WHAT THE EXERCISE ASKS:
Every entry below should be printed exactly, without its images.

SOURCE RECORDS:

⟨

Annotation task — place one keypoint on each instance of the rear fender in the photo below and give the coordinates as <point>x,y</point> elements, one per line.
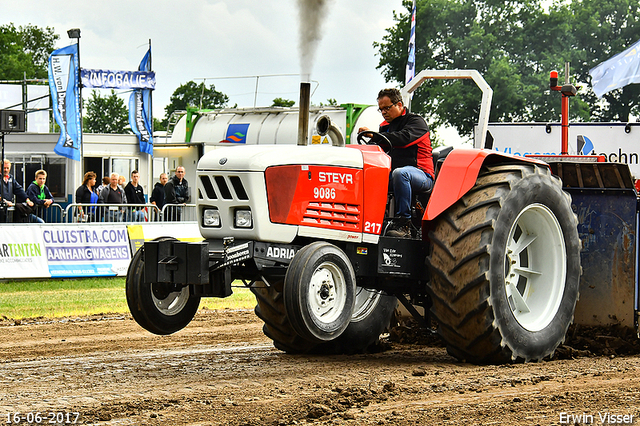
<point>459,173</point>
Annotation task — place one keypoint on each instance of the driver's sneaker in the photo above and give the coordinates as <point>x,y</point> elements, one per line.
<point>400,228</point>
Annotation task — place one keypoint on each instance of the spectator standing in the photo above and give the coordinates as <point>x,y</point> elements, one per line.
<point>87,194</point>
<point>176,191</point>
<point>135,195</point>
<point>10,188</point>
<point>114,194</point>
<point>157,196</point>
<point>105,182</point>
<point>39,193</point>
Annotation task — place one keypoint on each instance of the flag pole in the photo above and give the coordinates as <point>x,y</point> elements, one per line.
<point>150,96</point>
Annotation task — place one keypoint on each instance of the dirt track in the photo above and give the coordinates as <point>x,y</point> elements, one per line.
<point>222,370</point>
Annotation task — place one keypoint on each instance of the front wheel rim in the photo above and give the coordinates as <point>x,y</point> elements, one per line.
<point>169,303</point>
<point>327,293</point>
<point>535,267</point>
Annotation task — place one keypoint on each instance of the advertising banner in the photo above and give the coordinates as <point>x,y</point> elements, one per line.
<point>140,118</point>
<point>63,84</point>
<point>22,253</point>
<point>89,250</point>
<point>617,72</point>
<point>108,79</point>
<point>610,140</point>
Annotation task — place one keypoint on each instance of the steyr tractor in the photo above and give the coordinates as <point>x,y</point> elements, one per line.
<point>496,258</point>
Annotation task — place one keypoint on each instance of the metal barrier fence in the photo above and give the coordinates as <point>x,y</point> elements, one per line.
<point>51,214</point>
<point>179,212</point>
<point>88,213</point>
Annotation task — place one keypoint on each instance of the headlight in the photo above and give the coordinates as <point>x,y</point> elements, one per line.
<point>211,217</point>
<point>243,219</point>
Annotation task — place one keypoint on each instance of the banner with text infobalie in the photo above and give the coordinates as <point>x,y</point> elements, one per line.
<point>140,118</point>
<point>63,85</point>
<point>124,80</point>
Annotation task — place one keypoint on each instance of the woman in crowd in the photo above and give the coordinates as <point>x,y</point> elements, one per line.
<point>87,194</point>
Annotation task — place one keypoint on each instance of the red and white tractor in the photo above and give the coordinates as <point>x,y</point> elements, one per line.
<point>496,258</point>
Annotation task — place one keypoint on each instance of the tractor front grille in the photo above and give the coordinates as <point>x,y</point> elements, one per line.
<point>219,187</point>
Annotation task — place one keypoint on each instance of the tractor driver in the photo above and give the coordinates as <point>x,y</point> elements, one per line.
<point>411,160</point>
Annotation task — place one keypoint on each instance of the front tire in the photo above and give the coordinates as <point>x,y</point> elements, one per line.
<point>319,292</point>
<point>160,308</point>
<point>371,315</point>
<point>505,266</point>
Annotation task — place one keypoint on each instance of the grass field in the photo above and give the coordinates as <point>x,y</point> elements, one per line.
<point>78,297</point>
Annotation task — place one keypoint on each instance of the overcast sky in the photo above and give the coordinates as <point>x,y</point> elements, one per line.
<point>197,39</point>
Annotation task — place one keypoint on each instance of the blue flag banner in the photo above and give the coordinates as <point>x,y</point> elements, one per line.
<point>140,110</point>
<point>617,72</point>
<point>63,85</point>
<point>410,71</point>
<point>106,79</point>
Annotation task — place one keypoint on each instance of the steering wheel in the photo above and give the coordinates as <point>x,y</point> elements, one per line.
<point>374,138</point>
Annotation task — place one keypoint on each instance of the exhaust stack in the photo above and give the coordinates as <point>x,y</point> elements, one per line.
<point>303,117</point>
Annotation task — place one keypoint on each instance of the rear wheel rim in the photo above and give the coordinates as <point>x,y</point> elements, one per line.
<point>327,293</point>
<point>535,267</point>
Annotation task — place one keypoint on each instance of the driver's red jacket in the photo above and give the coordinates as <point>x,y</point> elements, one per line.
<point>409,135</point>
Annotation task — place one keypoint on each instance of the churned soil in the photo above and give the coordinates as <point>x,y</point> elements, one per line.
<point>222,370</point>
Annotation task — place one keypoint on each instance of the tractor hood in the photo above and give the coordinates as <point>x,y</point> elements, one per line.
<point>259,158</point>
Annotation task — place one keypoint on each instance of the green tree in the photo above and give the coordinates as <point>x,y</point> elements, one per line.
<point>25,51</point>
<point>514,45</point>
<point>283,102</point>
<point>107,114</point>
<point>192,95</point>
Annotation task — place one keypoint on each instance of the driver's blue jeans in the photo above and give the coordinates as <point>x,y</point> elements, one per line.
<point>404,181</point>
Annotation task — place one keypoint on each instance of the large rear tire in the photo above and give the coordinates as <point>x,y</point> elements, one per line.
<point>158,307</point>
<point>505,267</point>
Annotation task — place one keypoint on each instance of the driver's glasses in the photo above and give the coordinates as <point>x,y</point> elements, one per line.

⟩

OUTPUT FOR THIS TASK:
Annotation task — place one keypoint on each instance of the rear fender in the photo below and give the coordinates as <point>x,y</point> elements, one per line.
<point>459,173</point>
Annotation task — place one keypoint on each instance of the driver's sneaker in the photo above and give the coordinates as <point>x,y</point> elements, one per line.
<point>400,228</point>
Annotation task — place one keypoint on each instance of the spectator standing in the photo above and give the coordinates as <point>x,y</point> elements, one per line.
<point>87,194</point>
<point>176,191</point>
<point>135,195</point>
<point>10,188</point>
<point>114,194</point>
<point>157,196</point>
<point>105,182</point>
<point>39,193</point>
Annotation task — place one keypoint on each instance of the flag pole in the photo above and give the coordinates as <point>x,y</point> elements, one per line.
<point>150,96</point>
Annotation task — place one keypoint on each instance of the dirt track in the photo above and give the coordinates as <point>x,y</point> elements, one per line.
<point>222,370</point>
Annotation task — place one keypoint on each instance of the front wheel rim in the photo above and give the coordinates as <point>x,y</point> elements, one per line.
<point>169,303</point>
<point>327,293</point>
<point>535,267</point>
Annotation task — place one keypoint on each instance of the advertising banner in the photo above and give the coordinates as <point>x,y</point> elements, one per line.
<point>140,118</point>
<point>63,84</point>
<point>22,253</point>
<point>89,250</point>
<point>617,72</point>
<point>108,79</point>
<point>610,140</point>
Annotation task — place one keypoint on each instance of the steyr tractor in the photo above and give the coordinates as <point>x,y</point> elements, one per line.
<point>496,258</point>
Annotation task — place one keypoint on each instance of the metal barrier fence in the photo above and give the coordinates as <point>x,y</point> elements, one per line.
<point>51,214</point>
<point>179,212</point>
<point>88,213</point>
Annotation task — place one keypoint on each instance of the headlight in the photo above and give the coordinates as <point>x,y</point> elements, one per line.
<point>211,217</point>
<point>243,219</point>
Annotation task — place one keypoint on each instance of the banner with text infobalie in the photo above and give the coordinates as <point>x,y</point> elements, one per line.
<point>140,118</point>
<point>63,85</point>
<point>124,80</point>
Annotation task — place one keypoint on each instance of the woman in crowd in the photo above and give the coordinates as <point>x,y</point> elements, one per line.
<point>87,194</point>
Annotation task — place one keypoint on each instance of the red and white tractor in the photo above and give the coordinates as <point>x,y</point> elements, one per line.
<point>496,258</point>
Annotation task — place one keypoint on each instance of the tractor front grille in the photo above and give the coordinates as <point>x,y</point> elements, one per line.
<point>219,187</point>
Annotation task — place one keypoint on each instance of the tractor driver in the photo above and give the coordinates as <point>x,y</point> elements, one per line.
<point>411,160</point>
Annotation task — place one keypoint on each instance of the front tire in the photo above and give the coordinates as <point>x,y</point> elements, one per line.
<point>319,292</point>
<point>160,308</point>
<point>371,315</point>
<point>505,266</point>
Annotation task — place one keypoint on each instance of the grass field in the photo above and give the coordinates as <point>x,y</point> elements, one per line.
<point>78,297</point>
Annotation task — place one keypoint on each instance of the overcast sky in the photo above and give the coordinates as <point>x,y</point> elements, one per line.
<point>197,39</point>
Annotation task — place one keypoint on each instance of the blue flag banner in the photo above and give the coordinates as <point>x,y</point> elements, one per line.
<point>140,110</point>
<point>617,72</point>
<point>63,85</point>
<point>410,71</point>
<point>106,79</point>
Annotation task — place one keypoint on each instance of the steering wheel in the photo above and give the coordinates as <point>x,y</point> elements, one per line.
<point>374,138</point>
Annotation task — place one keypoint on each instance of the exhaust stack in the photo above and give the coordinates as <point>x,y</point> elements, one per line.
<point>303,117</point>
Annotation task — place one keypoint on each instance of the rear wheel rim in the photo above and give the coordinates as <point>x,y</point> elements, one per line.
<point>327,293</point>
<point>535,267</point>
Annotation task — place one keypoint on each instance of the driver's red jacket in the photo above and give the coordinates as <point>x,y</point> elements, one per line.
<point>409,135</point>
Annotation task — place one keypoint on each instance of the churned soil in the photo above and give the coordinates as <point>x,y</point> elements, one per line.
<point>222,370</point>
Annotation task — place one keypoint on each instance of the tractor hood in the photo above and give the coordinates as <point>x,y</point> elements, one per line.
<point>259,158</point>
Annotation task — place one keypoint on each instance of the green tree in the photo above and give the coordinates as <point>x,y</point> elements, one per line.
<point>25,51</point>
<point>514,45</point>
<point>283,102</point>
<point>107,114</point>
<point>192,95</point>
Annotation task — place one keypoint on each instance of the driver's blue jeans in the photo above and give the coordinates as <point>x,y</point> elements, one per line.
<point>404,181</point>
Annotation task — place one keypoint on each instance of the large rear tire in the photo above and give the coordinates as <point>x,y</point> elements, one per line.
<point>158,307</point>
<point>505,267</point>
Annotation task — place one keypoint on each instance of the driver's glasses in the photo above and give the coordinates as <point>x,y</point> elements, one per line.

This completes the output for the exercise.